## The exercise
Select every line of the listing that contains the word "hair".

## Rows
□ □ □ □ □

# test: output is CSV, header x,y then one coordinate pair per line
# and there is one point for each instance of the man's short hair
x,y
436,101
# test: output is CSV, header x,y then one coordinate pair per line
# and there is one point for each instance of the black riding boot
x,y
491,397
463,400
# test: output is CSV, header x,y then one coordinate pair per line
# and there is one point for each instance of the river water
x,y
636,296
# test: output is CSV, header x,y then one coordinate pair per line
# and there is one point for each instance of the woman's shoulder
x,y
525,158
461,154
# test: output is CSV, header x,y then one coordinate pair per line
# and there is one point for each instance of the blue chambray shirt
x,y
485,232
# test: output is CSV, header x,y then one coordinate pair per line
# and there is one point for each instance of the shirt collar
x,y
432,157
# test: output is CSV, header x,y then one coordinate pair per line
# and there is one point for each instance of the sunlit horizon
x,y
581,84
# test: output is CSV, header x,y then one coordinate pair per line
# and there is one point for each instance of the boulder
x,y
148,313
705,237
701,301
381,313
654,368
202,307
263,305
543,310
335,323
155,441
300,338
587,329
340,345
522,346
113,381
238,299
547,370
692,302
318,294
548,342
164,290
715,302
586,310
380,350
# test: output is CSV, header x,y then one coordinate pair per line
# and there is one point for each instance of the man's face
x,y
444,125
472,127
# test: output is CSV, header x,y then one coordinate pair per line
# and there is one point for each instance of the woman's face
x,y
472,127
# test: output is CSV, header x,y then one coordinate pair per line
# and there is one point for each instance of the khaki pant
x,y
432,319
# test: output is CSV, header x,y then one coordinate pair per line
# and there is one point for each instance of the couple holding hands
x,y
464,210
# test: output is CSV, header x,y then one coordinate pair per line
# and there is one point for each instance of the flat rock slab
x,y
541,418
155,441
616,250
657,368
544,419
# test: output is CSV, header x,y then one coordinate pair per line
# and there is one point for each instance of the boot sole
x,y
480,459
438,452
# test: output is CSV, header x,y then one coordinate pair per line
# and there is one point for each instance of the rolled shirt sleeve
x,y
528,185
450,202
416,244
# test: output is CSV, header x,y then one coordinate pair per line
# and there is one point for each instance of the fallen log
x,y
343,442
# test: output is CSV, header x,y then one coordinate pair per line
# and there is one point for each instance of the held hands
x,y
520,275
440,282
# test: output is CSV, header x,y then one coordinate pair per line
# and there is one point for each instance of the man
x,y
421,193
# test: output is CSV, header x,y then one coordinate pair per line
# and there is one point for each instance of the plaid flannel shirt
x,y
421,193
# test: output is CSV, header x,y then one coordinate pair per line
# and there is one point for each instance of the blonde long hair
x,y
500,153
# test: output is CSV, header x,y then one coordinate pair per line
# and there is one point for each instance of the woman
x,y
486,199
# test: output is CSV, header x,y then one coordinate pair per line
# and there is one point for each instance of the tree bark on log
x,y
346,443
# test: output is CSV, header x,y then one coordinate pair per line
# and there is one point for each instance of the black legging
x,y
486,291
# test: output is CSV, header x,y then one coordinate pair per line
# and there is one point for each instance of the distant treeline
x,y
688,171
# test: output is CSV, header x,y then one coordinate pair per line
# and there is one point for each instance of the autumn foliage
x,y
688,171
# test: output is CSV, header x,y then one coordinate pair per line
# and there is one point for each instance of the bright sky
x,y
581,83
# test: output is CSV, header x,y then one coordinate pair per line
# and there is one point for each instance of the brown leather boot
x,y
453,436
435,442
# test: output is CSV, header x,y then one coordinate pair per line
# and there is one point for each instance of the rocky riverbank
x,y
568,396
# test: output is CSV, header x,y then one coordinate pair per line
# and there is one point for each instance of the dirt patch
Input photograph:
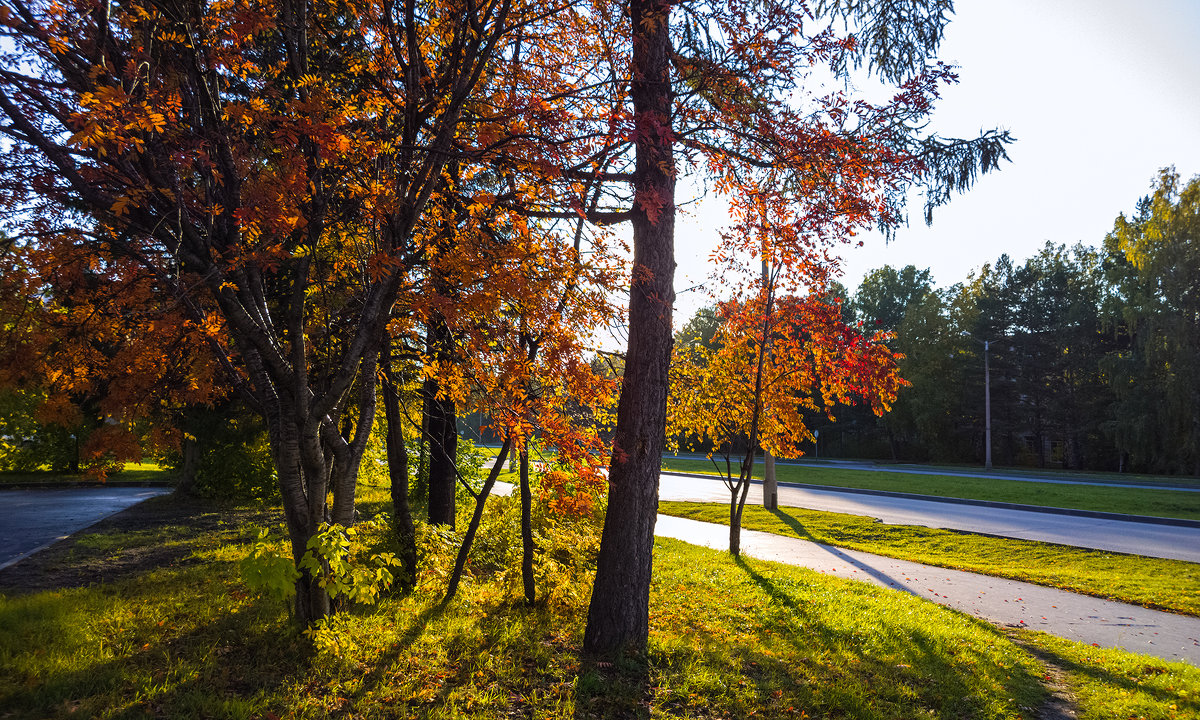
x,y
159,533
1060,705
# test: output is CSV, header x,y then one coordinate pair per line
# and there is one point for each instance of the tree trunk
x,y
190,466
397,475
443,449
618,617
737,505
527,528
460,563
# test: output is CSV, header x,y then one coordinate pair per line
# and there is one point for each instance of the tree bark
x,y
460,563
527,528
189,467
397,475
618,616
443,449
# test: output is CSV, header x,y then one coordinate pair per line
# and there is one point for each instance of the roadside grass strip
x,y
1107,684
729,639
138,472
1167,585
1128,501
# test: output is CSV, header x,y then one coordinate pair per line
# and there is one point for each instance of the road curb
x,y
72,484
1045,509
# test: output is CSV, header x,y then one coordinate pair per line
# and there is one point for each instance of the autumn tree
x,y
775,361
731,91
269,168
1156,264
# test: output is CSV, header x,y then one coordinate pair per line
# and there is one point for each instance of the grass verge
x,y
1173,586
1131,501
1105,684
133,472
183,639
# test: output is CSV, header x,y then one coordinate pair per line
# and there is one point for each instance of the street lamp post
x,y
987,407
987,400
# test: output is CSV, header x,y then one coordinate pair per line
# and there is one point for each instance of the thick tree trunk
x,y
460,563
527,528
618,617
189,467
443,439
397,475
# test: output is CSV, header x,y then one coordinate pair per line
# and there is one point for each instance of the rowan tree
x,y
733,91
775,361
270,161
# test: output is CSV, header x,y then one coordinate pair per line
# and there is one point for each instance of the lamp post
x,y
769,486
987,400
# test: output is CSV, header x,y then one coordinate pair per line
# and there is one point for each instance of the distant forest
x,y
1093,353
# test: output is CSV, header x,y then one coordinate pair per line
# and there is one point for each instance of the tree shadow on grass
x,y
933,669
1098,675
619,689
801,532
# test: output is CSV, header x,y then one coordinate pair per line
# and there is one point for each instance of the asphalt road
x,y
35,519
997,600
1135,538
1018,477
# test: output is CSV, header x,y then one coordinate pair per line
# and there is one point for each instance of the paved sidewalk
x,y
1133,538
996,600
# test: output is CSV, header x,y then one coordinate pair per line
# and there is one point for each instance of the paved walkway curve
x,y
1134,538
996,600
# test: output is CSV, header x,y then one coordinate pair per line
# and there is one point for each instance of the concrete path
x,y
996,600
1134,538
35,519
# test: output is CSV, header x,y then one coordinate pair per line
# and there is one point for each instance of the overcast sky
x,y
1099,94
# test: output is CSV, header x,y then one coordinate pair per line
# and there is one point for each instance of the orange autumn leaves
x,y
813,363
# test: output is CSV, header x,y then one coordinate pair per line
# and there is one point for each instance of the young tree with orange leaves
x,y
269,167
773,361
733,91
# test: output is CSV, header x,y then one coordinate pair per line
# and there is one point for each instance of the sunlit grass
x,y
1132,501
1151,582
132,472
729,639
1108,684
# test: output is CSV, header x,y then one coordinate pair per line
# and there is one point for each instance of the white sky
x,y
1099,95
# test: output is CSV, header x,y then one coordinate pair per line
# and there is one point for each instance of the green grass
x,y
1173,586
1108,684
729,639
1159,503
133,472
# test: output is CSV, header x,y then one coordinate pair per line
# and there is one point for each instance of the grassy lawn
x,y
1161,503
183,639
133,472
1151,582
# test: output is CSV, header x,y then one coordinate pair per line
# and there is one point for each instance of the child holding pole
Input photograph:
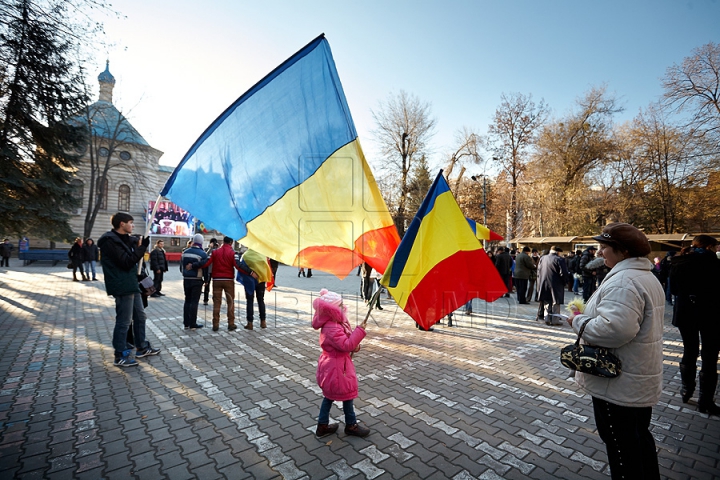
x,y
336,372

□ □ □ □ □

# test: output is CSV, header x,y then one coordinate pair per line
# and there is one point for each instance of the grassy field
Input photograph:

□ □ □ □ □

## Full output
# and there is one point for each instance of the man's short hair
# and there is one point for each instance of the blonde long hair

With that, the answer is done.